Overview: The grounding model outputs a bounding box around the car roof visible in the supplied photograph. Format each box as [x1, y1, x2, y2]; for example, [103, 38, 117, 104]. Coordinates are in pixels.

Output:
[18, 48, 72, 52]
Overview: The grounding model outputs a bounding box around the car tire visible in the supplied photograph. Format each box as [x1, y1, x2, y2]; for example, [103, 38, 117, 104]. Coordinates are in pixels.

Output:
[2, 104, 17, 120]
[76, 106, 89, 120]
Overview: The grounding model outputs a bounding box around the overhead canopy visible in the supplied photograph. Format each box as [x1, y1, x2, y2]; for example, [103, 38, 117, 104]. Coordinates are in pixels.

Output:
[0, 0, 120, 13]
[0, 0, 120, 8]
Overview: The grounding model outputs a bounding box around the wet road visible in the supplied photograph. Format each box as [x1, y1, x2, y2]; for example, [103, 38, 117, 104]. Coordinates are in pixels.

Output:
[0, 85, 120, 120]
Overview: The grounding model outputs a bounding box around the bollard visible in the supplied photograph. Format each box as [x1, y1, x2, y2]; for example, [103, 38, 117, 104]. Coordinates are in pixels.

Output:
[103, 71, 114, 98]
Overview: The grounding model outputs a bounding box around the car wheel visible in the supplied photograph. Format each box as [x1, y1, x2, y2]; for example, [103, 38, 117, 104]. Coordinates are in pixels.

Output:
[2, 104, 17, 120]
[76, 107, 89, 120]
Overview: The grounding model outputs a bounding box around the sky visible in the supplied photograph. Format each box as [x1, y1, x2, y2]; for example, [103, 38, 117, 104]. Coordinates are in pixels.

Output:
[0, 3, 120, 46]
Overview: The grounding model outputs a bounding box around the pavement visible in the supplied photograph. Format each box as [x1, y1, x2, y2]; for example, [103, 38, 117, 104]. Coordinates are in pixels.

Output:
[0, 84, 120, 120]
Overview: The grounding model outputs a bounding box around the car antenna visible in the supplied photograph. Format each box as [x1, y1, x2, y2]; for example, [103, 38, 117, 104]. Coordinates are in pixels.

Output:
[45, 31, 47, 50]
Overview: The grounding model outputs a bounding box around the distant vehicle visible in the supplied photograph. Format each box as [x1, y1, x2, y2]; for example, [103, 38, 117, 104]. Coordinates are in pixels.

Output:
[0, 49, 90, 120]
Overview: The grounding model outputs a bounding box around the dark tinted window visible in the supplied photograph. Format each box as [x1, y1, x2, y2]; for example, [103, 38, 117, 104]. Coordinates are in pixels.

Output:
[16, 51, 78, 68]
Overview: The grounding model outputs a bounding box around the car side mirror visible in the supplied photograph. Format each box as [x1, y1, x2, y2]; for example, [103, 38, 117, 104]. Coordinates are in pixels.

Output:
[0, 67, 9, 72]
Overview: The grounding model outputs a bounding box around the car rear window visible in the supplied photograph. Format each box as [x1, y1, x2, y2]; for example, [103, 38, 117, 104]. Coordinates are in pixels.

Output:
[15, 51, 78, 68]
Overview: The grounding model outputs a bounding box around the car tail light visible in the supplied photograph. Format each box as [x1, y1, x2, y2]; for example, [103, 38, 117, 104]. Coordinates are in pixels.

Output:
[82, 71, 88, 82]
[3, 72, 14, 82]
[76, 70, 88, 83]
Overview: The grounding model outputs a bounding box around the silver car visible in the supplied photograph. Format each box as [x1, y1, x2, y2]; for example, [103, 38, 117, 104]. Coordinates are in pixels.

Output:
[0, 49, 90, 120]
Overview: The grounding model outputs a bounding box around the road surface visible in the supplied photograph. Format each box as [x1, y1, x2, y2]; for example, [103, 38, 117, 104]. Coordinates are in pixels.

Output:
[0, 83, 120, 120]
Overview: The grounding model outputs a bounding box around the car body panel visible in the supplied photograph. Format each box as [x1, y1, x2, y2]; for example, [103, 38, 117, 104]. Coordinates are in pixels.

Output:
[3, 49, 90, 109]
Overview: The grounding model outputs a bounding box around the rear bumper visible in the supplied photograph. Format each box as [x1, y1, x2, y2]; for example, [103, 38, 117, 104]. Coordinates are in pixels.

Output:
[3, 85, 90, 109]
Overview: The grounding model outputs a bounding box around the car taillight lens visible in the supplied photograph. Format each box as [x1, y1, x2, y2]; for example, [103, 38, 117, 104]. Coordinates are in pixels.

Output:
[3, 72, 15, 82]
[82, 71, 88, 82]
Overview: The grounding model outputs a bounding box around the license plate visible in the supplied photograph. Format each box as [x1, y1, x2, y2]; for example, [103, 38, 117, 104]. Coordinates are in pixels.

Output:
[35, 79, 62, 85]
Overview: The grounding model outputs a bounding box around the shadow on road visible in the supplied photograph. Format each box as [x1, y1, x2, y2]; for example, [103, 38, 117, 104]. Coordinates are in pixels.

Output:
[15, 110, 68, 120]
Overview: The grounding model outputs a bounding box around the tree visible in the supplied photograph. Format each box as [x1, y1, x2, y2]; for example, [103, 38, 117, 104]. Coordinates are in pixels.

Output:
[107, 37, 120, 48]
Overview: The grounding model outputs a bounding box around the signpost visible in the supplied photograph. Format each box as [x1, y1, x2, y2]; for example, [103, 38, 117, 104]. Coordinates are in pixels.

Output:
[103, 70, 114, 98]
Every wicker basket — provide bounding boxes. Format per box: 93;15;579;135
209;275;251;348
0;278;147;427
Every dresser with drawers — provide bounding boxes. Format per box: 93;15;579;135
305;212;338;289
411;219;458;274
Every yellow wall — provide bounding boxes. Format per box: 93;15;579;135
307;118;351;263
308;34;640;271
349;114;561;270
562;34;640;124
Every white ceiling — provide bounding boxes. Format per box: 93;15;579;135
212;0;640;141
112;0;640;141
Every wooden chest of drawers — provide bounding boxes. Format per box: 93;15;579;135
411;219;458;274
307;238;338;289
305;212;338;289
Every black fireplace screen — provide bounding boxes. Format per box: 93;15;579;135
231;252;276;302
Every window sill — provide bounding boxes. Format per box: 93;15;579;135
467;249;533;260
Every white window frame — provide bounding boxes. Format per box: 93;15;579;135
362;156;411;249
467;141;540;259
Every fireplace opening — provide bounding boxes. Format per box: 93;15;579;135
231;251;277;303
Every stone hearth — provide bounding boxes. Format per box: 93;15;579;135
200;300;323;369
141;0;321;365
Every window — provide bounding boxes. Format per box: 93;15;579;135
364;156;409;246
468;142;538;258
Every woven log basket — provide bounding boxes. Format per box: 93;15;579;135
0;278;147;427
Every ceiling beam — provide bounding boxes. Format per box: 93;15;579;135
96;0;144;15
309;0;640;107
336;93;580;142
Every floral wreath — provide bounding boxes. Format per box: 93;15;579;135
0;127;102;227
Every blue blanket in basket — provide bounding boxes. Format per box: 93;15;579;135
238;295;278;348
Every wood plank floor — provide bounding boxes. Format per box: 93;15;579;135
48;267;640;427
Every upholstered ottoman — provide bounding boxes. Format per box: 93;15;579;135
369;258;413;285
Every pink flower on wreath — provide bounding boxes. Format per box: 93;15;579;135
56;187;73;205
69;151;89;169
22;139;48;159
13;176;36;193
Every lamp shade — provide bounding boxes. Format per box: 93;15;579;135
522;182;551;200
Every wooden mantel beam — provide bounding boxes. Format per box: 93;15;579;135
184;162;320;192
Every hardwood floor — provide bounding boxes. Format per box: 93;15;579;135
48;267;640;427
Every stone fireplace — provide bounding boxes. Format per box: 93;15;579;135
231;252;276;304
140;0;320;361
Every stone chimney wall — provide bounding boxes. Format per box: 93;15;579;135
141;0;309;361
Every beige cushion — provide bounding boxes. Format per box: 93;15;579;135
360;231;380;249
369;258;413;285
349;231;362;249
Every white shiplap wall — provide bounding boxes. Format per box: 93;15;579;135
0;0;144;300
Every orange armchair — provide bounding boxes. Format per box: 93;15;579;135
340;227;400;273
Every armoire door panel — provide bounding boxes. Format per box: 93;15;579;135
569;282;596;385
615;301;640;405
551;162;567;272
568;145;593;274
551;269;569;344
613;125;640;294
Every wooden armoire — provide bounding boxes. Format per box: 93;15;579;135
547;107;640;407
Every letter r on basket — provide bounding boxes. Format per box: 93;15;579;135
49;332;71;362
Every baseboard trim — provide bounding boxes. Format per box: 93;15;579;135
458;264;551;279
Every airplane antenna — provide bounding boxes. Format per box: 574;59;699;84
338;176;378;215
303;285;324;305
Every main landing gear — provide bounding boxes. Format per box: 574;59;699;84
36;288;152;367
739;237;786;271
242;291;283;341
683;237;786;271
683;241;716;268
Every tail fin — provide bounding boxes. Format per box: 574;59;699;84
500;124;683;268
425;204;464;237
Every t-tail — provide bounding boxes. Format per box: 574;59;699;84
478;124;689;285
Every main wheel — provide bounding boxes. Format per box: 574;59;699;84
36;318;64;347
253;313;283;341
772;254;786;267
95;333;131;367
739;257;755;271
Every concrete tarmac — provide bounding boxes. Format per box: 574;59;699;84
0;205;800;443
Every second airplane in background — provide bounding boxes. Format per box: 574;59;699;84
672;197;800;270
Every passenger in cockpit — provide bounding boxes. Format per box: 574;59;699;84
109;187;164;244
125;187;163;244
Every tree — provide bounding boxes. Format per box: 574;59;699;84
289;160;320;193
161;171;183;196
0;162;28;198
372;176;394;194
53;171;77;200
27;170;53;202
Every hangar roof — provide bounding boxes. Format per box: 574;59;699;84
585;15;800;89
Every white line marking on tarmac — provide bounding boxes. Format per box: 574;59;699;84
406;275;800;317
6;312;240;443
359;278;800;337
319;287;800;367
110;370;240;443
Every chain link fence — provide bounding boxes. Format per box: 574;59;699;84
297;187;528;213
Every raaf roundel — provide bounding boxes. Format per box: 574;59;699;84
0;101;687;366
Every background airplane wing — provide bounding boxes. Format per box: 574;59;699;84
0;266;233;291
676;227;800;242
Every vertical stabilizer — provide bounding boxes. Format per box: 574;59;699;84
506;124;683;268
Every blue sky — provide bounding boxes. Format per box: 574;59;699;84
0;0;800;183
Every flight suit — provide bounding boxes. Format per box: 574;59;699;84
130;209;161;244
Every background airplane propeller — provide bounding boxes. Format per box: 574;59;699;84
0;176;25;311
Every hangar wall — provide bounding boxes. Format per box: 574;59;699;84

* [Given instruction]: Reproduce the material word for word, from its first line through the line containing "[0, 3, 120, 46]".

* [The answer]:
Overview: The grounding model outputs a bounding box around the car roof visible in the supplied photograph. Format each box as [x1, y1, x2, y2]; for example, [103, 38, 117, 104]. Coordinates are in pixels.

Output:
[18, 48, 72, 52]
Overview: The grounding model outputs a bounding box around the car tire visible in the supplied photograph. Format each box as [x1, y1, x2, y2]; for example, [103, 38, 117, 104]. Coordinates are in pixels.

Output:
[2, 104, 17, 120]
[76, 106, 89, 120]
Overview: The grounding model outputs a bounding box around the overhead canopy visible in the supplied photograph. Format each box as [x1, y1, x2, y2]; for example, [103, 38, 117, 104]. Coordinates are in pixels.

Output:
[0, 0, 120, 13]
[0, 0, 120, 8]
Overview: The grounding model outputs a bounding box around the wet road visible in the supplied photograph. Format each box as [x1, y1, x2, y2]; for example, [103, 38, 117, 104]. Coordinates are in pixels.

Output:
[0, 85, 120, 120]
Overview: The grounding model outputs a bounding box around the bollard visible in the supplied photograph. Format each box as [x1, y1, x2, y2]; for example, [103, 38, 117, 104]. Coordinates are in pixels.

Output:
[103, 71, 114, 98]
Overview: The grounding model outputs a bounding box around the car wheel visible in the supplied photograph. Format each box as [x1, y1, x2, y2]; for example, [103, 38, 117, 104]. Coordinates are in pixels.

Output:
[2, 104, 17, 120]
[76, 107, 89, 120]
Overview: The grounding model outputs a bounding box around the sky visible in the supplied photograph. Format each box as [x1, y1, x2, y2]; for example, [103, 38, 117, 104]. Coordinates are in pixels.

Output:
[0, 3, 120, 46]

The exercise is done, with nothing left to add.